▶ [WORK TO BE COMPLETED]: Repeat verbatim, and only, the lines of the data below, beginning at the line that contains "QUERY: thumb" and stopping after the line that contains "QUERY: suit jacket button".

▶ [GIVEN RECORDS]:

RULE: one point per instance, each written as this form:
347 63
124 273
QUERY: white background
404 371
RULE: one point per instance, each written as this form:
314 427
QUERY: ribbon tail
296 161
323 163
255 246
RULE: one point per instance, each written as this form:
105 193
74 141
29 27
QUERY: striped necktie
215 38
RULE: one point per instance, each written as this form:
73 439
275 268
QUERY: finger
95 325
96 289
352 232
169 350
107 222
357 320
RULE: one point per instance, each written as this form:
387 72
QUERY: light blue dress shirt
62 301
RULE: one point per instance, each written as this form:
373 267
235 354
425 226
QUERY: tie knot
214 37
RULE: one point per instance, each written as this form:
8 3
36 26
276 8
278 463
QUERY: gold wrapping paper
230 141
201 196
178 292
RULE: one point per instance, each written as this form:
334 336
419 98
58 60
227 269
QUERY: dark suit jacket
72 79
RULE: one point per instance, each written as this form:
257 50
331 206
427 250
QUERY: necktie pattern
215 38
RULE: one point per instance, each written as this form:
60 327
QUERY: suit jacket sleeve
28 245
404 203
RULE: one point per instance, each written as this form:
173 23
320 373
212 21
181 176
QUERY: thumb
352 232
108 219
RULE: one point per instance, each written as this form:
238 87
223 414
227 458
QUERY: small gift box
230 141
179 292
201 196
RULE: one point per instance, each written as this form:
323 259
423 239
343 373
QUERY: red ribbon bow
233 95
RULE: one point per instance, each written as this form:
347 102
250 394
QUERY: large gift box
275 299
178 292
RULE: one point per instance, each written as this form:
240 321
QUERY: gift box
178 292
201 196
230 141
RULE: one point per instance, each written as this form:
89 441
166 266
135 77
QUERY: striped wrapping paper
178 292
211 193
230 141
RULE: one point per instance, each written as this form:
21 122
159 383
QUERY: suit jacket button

...

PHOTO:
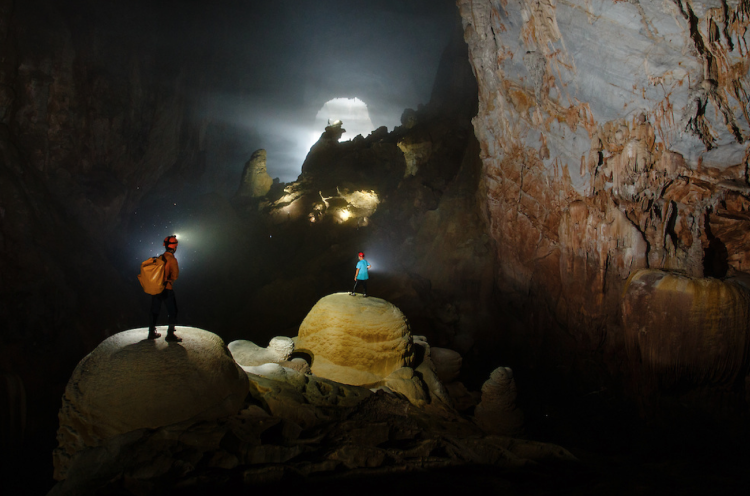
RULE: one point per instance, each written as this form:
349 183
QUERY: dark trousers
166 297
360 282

▶ [EXERCISE OUTPUT]:
QUERY: thumb
352 232
108 219
RULE: one point per instance, each written as this form:
238 87
223 414
227 458
QUERY: small gift box
230 141
179 292
201 196
RULE: one point per instance, each written as this form:
323 259
423 239
343 373
QUERY: red ribbon bow
233 95
RULE: one point per instance, each written as this form:
347 102
250 394
QUERY: large gift box
275 299
178 292
RULE: one point per instance, each written as this form:
240 321
QUERY: gift box
178 292
201 196
230 141
RULE: one point per instance, each written as this form:
89 441
166 266
135 77
QUERY: striped wrapping paper
178 292
211 193
230 141
RULE: one point per instance, each written as this form:
21 122
159 383
QUERY: suit jacket button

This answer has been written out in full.